#### WHAT IS EXPECTED
Rewrite the lines of the material from the one containing "Task: for the greenhouse-bench survey, tag the eye in" through the end, replacing "photo" with "image" and changing nothing else.

#### RAW RECORDS

-- BEGIN --

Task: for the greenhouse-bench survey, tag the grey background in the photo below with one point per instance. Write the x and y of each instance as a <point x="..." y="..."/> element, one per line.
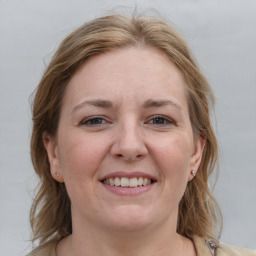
<point x="222" y="36"/>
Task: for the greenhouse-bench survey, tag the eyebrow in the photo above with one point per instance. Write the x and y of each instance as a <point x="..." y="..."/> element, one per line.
<point x="160" y="103"/>
<point x="108" y="104"/>
<point x="97" y="103"/>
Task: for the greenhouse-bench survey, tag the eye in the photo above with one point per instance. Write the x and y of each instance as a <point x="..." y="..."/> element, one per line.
<point x="93" y="121"/>
<point x="160" y="120"/>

-- END --

#### RESPONSE
Task: for the greenhouse-bench survey, tag the eye in the image above with one point per instance. Write the x and y of each instance as a <point x="..." y="..."/> element, one per line.
<point x="93" y="121"/>
<point x="160" y="120"/>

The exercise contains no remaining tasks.